**Written exercise 1**:
In the agrisemantics recommendations, what did the working group open in order to collect examples of actual work and limitations?
**Written exercise 2**:
Reproduce a passage from the agrisemantics recommendations word for word, beginning at the words "2. Implications on" and stopping after the words "users or individuals.".

**Excerpt provided**:
════════════════════

39 Hints to Facilitate the Use of Semantics for Data on Agriculture and Nutrition

Recommendations from the RDA Agrisemantics Working Group

This document presents the recommendations of the RDA Agrisemantics Working Group (WG) to promote the use of semantics for agricultural data for the purpose of enhancing data interoperability in agriculture. These recommendations are high-level, to encourage researchers and practitioners to extend them according to their area of expertise.

The activities of the Agrisemantics WG started off with an analysis of the current landscape of use of semantic resources with agricultural data, based on first-hand experience of our group members, as well as on bibliometric investigation, and an analysis of existing repositories. From that first activity, we found that despite the many possible applications of semantics and the interest shown by research and industry alike, their actual implementation and use is lagging behind. A large number of resources are not in machine-readable formats or do not have public APIs, while those available are often used beyond their intended area of use, possibly leading to problems. Our conclusion is that there is a strong need for “lifting” semantic resources to the web, and create new ones appropriate to their intended use.

Based on the insights gained from that analysis, we moved on to look in more detail at the actual reality of working with semantic resources, we opened a call for use cases, to collect examples of actual work and limitations, together with evidence of work already ongoing to address them. From that, we found that a large variety of profiles (and so skills and roles) are involved in working with semantic resources, and that there seem to be as many tools and toolkits as projects. Following the explicit suggestions provided by our respondents, we identified three types of implications of this fact, namely:

1. Implications on software usability. Given the variety of profiles involved, tools designed for use with SRs should be accessible to non-ontologists. In particular, more attention should be payed to graphical interfaces, support for validation, and for methodological support in each task.
2. Implications on tools availability. Reportedly, not all institutions or organizations can afford the whole set of activities associated to them, online platforms are needed to lift the burden of local (or ad-hoc) installations and maintenance from users or individuals.

════════════════════

**Given information**:

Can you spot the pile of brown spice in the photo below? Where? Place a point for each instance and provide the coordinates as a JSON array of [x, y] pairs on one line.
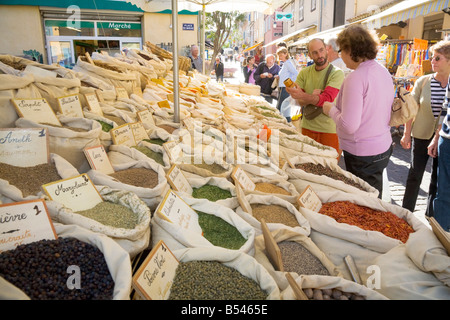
[[29, 179]]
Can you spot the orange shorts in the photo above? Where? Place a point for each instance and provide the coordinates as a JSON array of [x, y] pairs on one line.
[[327, 139]]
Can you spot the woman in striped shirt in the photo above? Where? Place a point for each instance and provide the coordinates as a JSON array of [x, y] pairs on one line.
[[429, 91]]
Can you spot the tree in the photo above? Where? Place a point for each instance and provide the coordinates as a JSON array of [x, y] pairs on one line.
[[221, 26]]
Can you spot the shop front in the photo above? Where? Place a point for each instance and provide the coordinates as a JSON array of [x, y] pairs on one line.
[[66, 42]]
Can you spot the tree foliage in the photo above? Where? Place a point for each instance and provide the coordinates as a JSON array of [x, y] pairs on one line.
[[221, 26]]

════════════════════

**Worked answer 1**:
A call for use cases.

**Worked answer 2**:
2. Implications on tools availability. Reportedly, not all institutions or organizations can afford the whole set of activities associated to them, online platforms are needed to lift the burden of local (or ad-hoc) installations and maintenance from users or individuals.